What is asked - From the records below, extract every line in which the word "gets" appears.

[Dataset entries]
'''
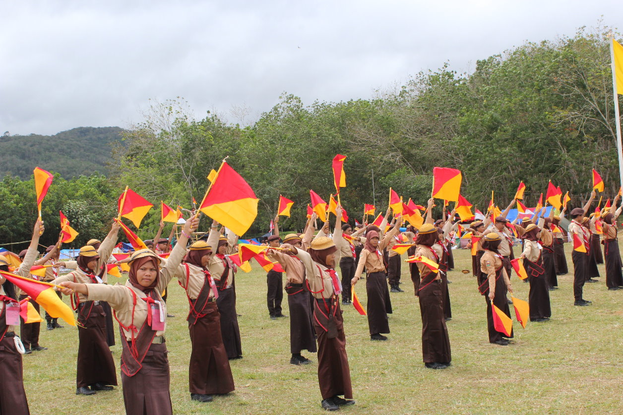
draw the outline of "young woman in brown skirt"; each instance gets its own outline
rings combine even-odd
[[[110,232],[96,250],[90,245],[80,248],[78,269],[55,279],[60,285],[70,281],[83,284],[105,285],[106,273],[98,273],[112,253],[119,224],[113,223]],[[78,361],[76,394],[92,395],[96,391],[110,391],[117,384],[115,362],[108,348],[106,314],[99,301],[88,300],[82,292],[71,297],[72,307],[78,313]]]
[[[357,284],[366,267],[366,292],[368,293],[368,325],[371,340],[386,340],[382,333],[389,333],[388,314],[391,313],[391,303],[386,281],[386,267],[381,252],[392,239],[398,234],[402,224],[402,216],[397,219],[394,227],[381,241],[376,231],[366,234],[366,244],[359,256],[359,264],[353,277],[353,285]]]
[[[354,404],[350,369],[346,355],[344,319],[340,309],[341,282],[335,272],[338,249],[333,239],[316,238],[310,246],[313,261],[308,288],[314,297],[314,328],[318,336],[318,380],[321,406],[336,411],[342,405]],[[344,396],[344,398],[340,397]]]
[[[508,338],[513,337],[513,332],[511,330],[510,336],[507,336],[495,330],[491,305],[495,304],[495,307],[510,317],[510,309],[506,296],[507,290],[513,292],[513,288],[504,267],[504,257],[498,251],[502,237],[492,232],[483,237],[481,241],[485,252],[480,258],[481,272],[478,289],[480,294],[485,296],[487,301],[487,325],[489,332],[489,343],[506,346],[510,343]]]
[[[149,249],[130,257],[125,285],[79,284],[65,281],[63,293],[78,293],[87,301],[107,301],[115,311],[123,340],[121,383],[126,414],[171,415],[170,378],[164,332],[166,304],[160,293],[173,279],[186,250],[191,233],[199,220],[186,221],[176,244],[160,269],[161,259]]]
[[[185,263],[178,267],[175,275],[190,307],[186,318],[192,345],[188,378],[191,399],[199,402],[210,402],[212,395],[235,389],[221,334],[216,305],[218,290],[207,268],[212,255],[212,246],[217,244],[218,235],[212,232],[207,243],[199,241],[191,245]]]
[[[416,239],[416,256],[421,256],[439,264],[443,255],[437,244],[437,228],[430,223],[420,227]],[[420,314],[422,316],[422,355],[424,366],[429,369],[445,369],[450,365],[452,355],[448,328],[444,317],[443,281],[441,271],[433,272],[417,262],[421,280],[418,288]]]

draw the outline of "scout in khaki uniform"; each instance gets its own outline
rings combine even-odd
[[[277,261],[285,271],[285,292],[290,309],[290,351],[292,365],[308,365],[312,361],[301,355],[303,350],[317,351],[312,323],[311,298],[307,275],[313,273],[312,257],[302,247],[301,237],[289,234],[283,239],[282,250],[270,250],[270,260]]]
[[[487,323],[489,332],[489,343],[500,346],[506,346],[510,341],[506,335],[495,330],[493,325],[493,315],[492,303],[500,308],[510,317],[510,309],[506,301],[506,291],[513,292],[510,280],[506,269],[504,268],[503,257],[500,254],[498,248],[502,237],[495,232],[487,234],[482,239],[484,252],[480,258],[480,280],[478,281],[478,291],[485,296],[487,301]],[[513,337],[511,332],[510,337]]]
[[[77,293],[88,302],[107,301],[115,310],[123,338],[121,382],[128,415],[173,413],[164,340],[166,305],[160,292],[173,277],[186,253],[188,236],[196,229],[198,222],[194,217],[186,221],[161,270],[161,259],[148,249],[141,249],[130,257],[128,279],[125,285],[72,281],[60,284],[67,287],[62,290],[67,295]]]
[[[186,262],[178,267],[175,275],[190,308],[186,320],[193,348],[188,378],[191,399],[199,402],[210,402],[212,395],[235,389],[221,334],[218,290],[207,268],[212,256],[212,246],[217,244],[218,234],[212,232],[207,243],[199,241],[191,245]]]
[[[313,261],[313,274],[308,275],[308,282],[315,298],[318,380],[322,408],[327,411],[336,411],[340,406],[354,404],[354,401],[351,400],[353,388],[346,355],[344,319],[340,309],[339,295],[342,287],[334,269],[337,250],[333,240],[326,237],[314,239],[309,249]]]

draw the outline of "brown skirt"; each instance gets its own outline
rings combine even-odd
[[[216,300],[221,314],[221,335],[223,345],[230,359],[242,355],[242,345],[240,341],[240,327],[238,327],[238,314],[235,310],[235,291],[234,288],[219,290]]]
[[[385,282],[384,272],[372,272],[366,279],[366,291],[368,293],[368,326],[370,334],[389,333],[388,322],[388,307],[391,313],[391,303],[388,285]]]
[[[0,341],[0,414],[30,413],[24,390],[22,355],[15,347],[15,338],[5,336]]]
[[[340,309],[340,302],[336,304],[336,301],[333,300],[333,306],[330,300],[327,300],[326,303],[322,300],[320,302],[316,300],[313,302],[313,325],[318,336],[318,381],[322,399],[344,395],[345,398],[350,399],[353,398],[353,388],[348,356],[346,355],[344,319],[342,311]],[[337,336],[333,338],[329,338],[329,333],[325,330],[329,322],[325,303],[330,309],[336,308],[334,320]]]
[[[424,278],[428,280],[430,277],[429,274]],[[422,360],[425,363],[449,363],[452,356],[448,328],[444,319],[444,283],[436,280],[424,284],[419,292]]]
[[[208,303],[194,324],[189,322],[193,350],[188,368],[191,393],[211,395],[233,391],[234,376],[221,335],[216,303]]]
[[[301,285],[285,287],[290,308],[290,353],[300,353],[302,350],[316,353],[318,348],[310,311],[310,296]]]
[[[616,239],[604,241],[606,259],[606,285],[608,288],[623,286],[623,274],[621,272],[621,254]]]
[[[133,376],[121,374],[127,415],[172,415],[166,345],[151,345]]]
[[[101,305],[93,305],[88,318],[78,326],[78,365],[76,386],[95,383],[116,385],[115,361],[106,341],[106,316]]]

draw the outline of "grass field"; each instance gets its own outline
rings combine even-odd
[[[570,249],[569,244],[566,246]],[[456,269],[471,269],[469,251],[454,252]],[[394,313],[389,317],[388,341],[371,341],[366,317],[345,306],[346,350],[357,404],[341,412],[623,413],[623,290],[607,290],[602,265],[599,284],[584,285],[584,298],[592,304],[574,307],[570,252],[567,257],[571,273],[559,277],[560,289],[550,292],[551,320],[529,322],[525,330],[515,322],[514,343],[506,346],[488,341],[485,300],[477,291],[475,279],[458,270],[450,272],[452,365],[436,371],[426,369],[422,362],[419,307],[403,263],[405,292],[391,294]],[[323,413],[315,354],[303,353],[312,365],[290,365],[288,319],[269,318],[265,275],[256,269],[237,276],[244,358],[231,362],[235,391],[207,404],[189,399],[188,302],[176,280],[169,285],[169,310],[176,315],[169,319],[166,333],[174,413]],[[514,275],[511,280],[515,296],[527,300],[528,284]],[[364,305],[364,282],[357,286]],[[284,298],[283,312],[287,315],[287,301]],[[75,328],[65,325],[52,332],[42,327],[40,343],[49,350],[24,357],[31,413],[124,413],[120,386],[92,396],[74,394],[78,336]],[[120,346],[112,350],[118,366]],[[120,385],[118,375],[118,380]]]

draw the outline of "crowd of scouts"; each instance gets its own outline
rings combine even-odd
[[[597,264],[600,262],[606,262],[608,289],[623,289],[616,222],[621,208],[614,212],[609,209],[602,212],[602,255],[596,232],[597,216],[587,217],[594,196],[593,191],[583,208],[570,212],[569,234],[579,237],[587,248],[586,252],[573,252],[574,303],[578,306],[591,303],[583,297],[583,287],[599,276]],[[615,199],[612,209],[619,199]],[[563,249],[566,234],[560,227],[566,209],[559,216],[550,209],[547,217],[541,214],[533,218],[535,223],[524,220],[520,224],[506,219],[515,201],[499,216],[477,221],[467,228],[481,237],[472,255],[472,273],[486,302],[489,341],[501,346],[508,345],[513,334],[496,330],[492,304],[510,316],[507,293],[513,292],[510,276],[511,260],[515,258],[513,236],[518,236],[521,241],[519,258],[528,274],[525,281],[530,284],[531,321],[546,322],[551,317],[549,291],[557,288],[557,275],[568,272]],[[335,411],[341,406],[354,404],[340,305],[351,303],[351,287],[361,279],[365,279],[370,339],[388,338],[384,335],[390,333],[390,292],[402,292],[399,286],[402,260],[392,249],[397,244],[408,241],[411,244],[407,251],[410,258],[422,257],[439,267],[435,272],[422,262],[409,264],[421,313],[424,365],[430,369],[444,369],[450,365],[446,326],[452,318],[447,271],[454,267],[452,248],[459,221],[454,211],[446,215],[445,209],[444,217],[435,221],[432,206],[430,199],[419,229],[409,226],[404,232],[401,232],[403,224],[399,215],[388,222],[389,209],[379,226],[364,224],[353,229],[338,221],[333,232],[328,222],[316,232],[317,218],[313,214],[303,232],[288,234],[282,239],[278,217],[275,218],[275,233],[267,242],[267,254],[278,262],[285,274],[290,363],[309,364],[311,360],[302,352],[317,352],[323,409]],[[339,206],[336,213],[338,217],[341,216]],[[22,264],[12,272],[32,277],[32,265],[52,265],[44,279],[63,287],[58,292],[59,297],[61,293],[70,297],[78,323],[77,394],[93,394],[117,384],[109,348],[115,341],[114,319],[121,332],[121,378],[126,413],[172,414],[165,338],[166,318],[171,316],[167,314],[163,294],[174,278],[184,289],[189,305],[191,399],[209,402],[214,395],[234,390],[229,360],[242,358],[242,351],[235,308],[237,269],[228,255],[237,252],[237,237],[224,235],[214,222],[204,238],[189,243],[198,223],[194,215],[186,221],[172,250],[172,234],[169,239],[161,239],[159,231],[154,241],[150,241],[150,249],[136,250],[125,260],[130,267],[125,285],[112,285],[107,284],[106,264],[117,242],[118,223],[113,222],[103,241],[92,239],[82,247],[76,261],[60,262],[58,246],[49,247],[45,255],[37,259],[39,236],[44,231],[43,224],[37,222],[30,246],[20,254]],[[166,258],[158,255],[169,250]],[[8,271],[9,264],[1,258],[0,270]],[[70,272],[59,276],[60,267]],[[269,272],[267,282],[270,317],[286,317],[281,305],[282,273]],[[16,327],[7,323],[7,308],[26,296],[2,277],[0,284],[0,414],[28,414],[21,349],[22,353],[29,353],[46,348],[39,343],[39,323],[22,323],[21,339],[16,335]],[[33,305],[38,310],[38,305]],[[48,330],[62,327],[47,313],[45,318]]]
'''
Complete answer -
draw the outline of "young woman in brown skirt"; each instance gets its own outline
draw the outline of "scout in khaki uniform"; each instance gets its own outline
draw the outline of "brown skirt"; each instance gets its own outline
draw the outline of "grass field"; each instance gets its own outline
draw the outline of "crowd of scouts"; each instance gets its own outline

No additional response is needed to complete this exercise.